_Dataset extract_
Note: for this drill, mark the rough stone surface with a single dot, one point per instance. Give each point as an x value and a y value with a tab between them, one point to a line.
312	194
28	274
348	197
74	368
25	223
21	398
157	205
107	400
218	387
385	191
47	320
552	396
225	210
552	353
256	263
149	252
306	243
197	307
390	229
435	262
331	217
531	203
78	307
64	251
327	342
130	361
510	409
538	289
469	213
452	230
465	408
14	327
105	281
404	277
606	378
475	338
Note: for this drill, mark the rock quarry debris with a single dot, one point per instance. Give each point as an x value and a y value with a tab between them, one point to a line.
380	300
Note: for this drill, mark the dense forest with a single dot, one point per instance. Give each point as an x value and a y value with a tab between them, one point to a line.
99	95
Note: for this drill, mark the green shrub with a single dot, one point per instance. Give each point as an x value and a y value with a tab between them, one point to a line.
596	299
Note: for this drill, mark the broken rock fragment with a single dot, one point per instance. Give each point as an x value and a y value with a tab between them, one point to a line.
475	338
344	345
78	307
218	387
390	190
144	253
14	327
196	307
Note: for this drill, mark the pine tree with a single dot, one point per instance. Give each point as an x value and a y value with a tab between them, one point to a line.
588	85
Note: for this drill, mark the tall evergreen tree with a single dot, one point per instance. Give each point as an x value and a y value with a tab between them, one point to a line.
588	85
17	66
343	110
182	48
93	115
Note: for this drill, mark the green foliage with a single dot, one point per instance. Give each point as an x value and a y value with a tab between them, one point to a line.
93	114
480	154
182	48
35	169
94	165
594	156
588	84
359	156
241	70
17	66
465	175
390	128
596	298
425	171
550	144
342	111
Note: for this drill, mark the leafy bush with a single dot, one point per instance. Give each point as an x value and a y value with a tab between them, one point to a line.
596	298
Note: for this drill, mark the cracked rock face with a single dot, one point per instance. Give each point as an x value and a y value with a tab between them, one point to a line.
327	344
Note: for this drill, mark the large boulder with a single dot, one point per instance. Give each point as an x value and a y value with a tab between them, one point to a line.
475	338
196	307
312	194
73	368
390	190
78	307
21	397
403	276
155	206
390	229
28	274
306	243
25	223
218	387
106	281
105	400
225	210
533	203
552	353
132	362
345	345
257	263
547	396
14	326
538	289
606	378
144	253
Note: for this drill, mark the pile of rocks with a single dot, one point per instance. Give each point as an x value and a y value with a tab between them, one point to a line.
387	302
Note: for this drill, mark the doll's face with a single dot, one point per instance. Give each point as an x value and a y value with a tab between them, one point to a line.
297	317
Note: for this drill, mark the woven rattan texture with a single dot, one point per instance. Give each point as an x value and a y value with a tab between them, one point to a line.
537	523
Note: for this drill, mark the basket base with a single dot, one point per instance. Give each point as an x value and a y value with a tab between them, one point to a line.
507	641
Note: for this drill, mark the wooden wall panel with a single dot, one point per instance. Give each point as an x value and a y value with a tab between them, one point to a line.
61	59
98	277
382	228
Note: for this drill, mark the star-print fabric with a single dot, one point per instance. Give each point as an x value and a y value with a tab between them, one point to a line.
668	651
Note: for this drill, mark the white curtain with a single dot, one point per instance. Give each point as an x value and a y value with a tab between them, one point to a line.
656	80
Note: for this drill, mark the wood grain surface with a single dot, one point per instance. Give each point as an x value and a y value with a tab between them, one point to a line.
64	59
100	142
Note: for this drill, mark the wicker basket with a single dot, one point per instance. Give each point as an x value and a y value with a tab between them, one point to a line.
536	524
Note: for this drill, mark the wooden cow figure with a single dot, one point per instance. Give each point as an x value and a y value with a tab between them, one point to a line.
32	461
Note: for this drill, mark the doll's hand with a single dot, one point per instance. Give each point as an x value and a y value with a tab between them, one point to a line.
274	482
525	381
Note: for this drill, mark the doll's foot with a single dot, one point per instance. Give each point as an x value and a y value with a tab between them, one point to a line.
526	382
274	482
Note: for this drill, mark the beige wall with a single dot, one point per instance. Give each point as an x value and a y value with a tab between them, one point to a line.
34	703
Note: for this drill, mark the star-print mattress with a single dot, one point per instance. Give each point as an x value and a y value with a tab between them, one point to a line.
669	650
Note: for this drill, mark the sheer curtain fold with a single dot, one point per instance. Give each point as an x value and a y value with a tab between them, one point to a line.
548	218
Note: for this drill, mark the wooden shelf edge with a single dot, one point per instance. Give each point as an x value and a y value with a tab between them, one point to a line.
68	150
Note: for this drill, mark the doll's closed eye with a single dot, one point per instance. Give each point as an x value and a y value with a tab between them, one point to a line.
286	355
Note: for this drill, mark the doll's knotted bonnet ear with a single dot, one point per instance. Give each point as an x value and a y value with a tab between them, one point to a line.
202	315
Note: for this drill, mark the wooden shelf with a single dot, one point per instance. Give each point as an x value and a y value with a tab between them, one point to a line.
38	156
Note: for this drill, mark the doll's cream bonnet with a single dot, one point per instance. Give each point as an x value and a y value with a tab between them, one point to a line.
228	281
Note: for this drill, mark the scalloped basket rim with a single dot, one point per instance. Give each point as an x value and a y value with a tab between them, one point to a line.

_Exercise details_
Return each line of the records above exactly as it reads.

_Written response_
Note: for this drill, mark the rough stone surface with a single dot, one point per instance. Give each point as an x value and a y value with a tab between them, one point to a line.
312	194
28	274
348	197
74	368
25	223
21	398
157	205
107	400
218	387
385	191
47	320
552	396
225	210
552	353
256	263
149	252
306	243
197	307
390	229
435	262
331	217
531	203
78	307
64	251
327	342
130	361
510	409
538	289
469	213
452	230
465	408
14	327
105	281
404	277
606	378
475	338
Note: for this drill, mark the rock quarry debris with a single dot, one point per instance. Give each point as an x value and a y value with a tab between them, one point to a line.
380	300
Note: for this drill, mark the dense forest with a single dot, one point per instance. Give each point as an x value and a y value with a tab between them, one point to a line.
99	95
Note: for this drill, mark the green shrub with a single dot, one point per instance. Give each point as an x value and a y value with a tab between them, one point to a line.
596	299
Note: for this drill, mark the broken rock fragment with a single dot, one point per instance. Give each point as an x value and a y value with a tab between them, one point to a line.
475	338
344	345
78	307
218	387
390	190
144	253
14	327
196	307
Note: for this drill, mark the pine tree with a single dot, one point per instance. Give each point as an x value and a y value with a tab between them, one point to a line.
588	85
Note: for this drill, mark the tall evergreen tree with a single dot, one point per instance. Give each point as an x value and a y value with a tab between them, one point to a line.
588	85
17	66
343	110
182	48
93	115
Note: for this drill, mark the green foliage with a single dot, one point per instance. Give each point as an x value and a y value with a tab between them, one point to a line.
93	114
480	154
182	48
35	169
94	165
594	156
588	84
359	156
241	70
17	66
465	175
390	128
596	298
425	171
550	144
342	111
Note: for this drill, mark the leafy bush with a single dot, one point per instance. Give each point as an x value and a y value with a tab between them, one point to a line.
596	298
Note: for this drill, mark the cracked rock face with a single dot, one point per instance. Give each point as an x value and a y value with a tab between them, one point to a line.
327	344
Note: for this drill, mark the large boulder with a single dot, one point per instance. Give each point as an x value and a y value with a tab between them, one point to a line.
475	338
196	307
312	194
73	368
390	190
78	307
21	397
403	276
155	206
390	229
28	274
306	243
25	223
218	387
106	281
105	400
225	210
533	203
552	353
132	362
345	345
257	263
547	396
14	326
538	289
606	378
144	253
Note: for this drill, mark the pile of rocks with a single dot, one point per instance. Give each point as an x value and a y value with a tab between them, one point to a line.
387	302
Note: for this drill, mark the doll's face with a single dot, one point per instance. Give each point as an x value and a y value with a tab between them, one point to a line.
297	317
Note: for this drill, mark the woven rattan texture with a single dot, one point per instance. Give each point as an x value and a y value with a tab between them, one point to a line.
537	523
Note: for this drill, mark the basket base with a single dot, one point per instance. Give each point as an x value and a y value with a tab between them, one point to a line.
507	641
Note: for this drill, mark the wooden wall panel with a single dot, one point per instance. Give each point as an x value and a y value with a tab between them, one point to a line.
61	59
98	277
382	228
Note: for this drill, mark the star-print fabric with a single dot, one point per instance. Give each point as an x value and a y value with a tab between them, one point to a line.
668	651
Note: for this drill, mark the white curtain with a single dot, one point per instance. Give each point as an x value and a y value with a tab between them, one point to a line.
656	80
Note: for this drill, mark the wood grain surface with a single dot, one point per instance. Give each point as an x value and a y value with a tab between them, one point to a line.
64	59
100	142
Note: for this drill, mark the wicker basket with a single dot, one point per instance. Give each point as an x value and a y value with a tab between them, one point to a line.
536	524
Note: for this drill, mark the wooden cow figure with a single dot, one point per instance. Give each point as an x value and a y value with a tab between them, one point to a line.
32	461
Note: for this drill, mark the doll's hand with a single dot, one point per instance. Give each point as an x value and a y value with a tab between them, one point to a line.
274	482
525	381
Note: for this drill, mark the doll's foot with a single dot, one point per instance. Give each point as an x value and a y value with a tab between them, one point to a line.
526	382
274	482
Note: for this drill, mark the beige wall with a single dot, one point per instance. Give each point as an x value and a y value with a tab between them, one point to a line.
34	703
Note: for this drill, mark the star-print mattress with a single dot, one point per instance. Give each point as an x value and a y value with a tab between them, one point to a line.
669	650
Note: for this drill, mark the sheer curtain fold with a single dot, one point per instance. Give each point as an x value and a y value with a tab between them, one point to a line.
548	218
Note: for this drill, mark the wooden shelf edge with a single dot, one point per instance. Give each point as an x value and a y value with a tab between them, one point to a line.
68	150
Note: for this drill, mark the doll's closed eye with a single dot, one point per instance. Give each point as an x value and a y value with a tab between them, one point to a line.
286	355
Note: for this drill, mark the doll's knotted bonnet ear with a single dot, one point per instance. Give each point as an x value and a y value with a tab between them, one point to a line.
202	315
Note: for this drill, mark the wooden shelf with a single dot, one point per instance. Give each point as an x value and a y value with a tab between them, one point to a line.
38	156
Note: for this drill, mark the doll's cream bonnet with a single dot, one point per instance. Give each point as an x value and a y value with a tab between them, one point to a line.
228	281
Note: for this drill, mark the scalloped basket rim with a single dot, one point per instance. Give each point as an x value and a y value with a tab between them, one point to a line.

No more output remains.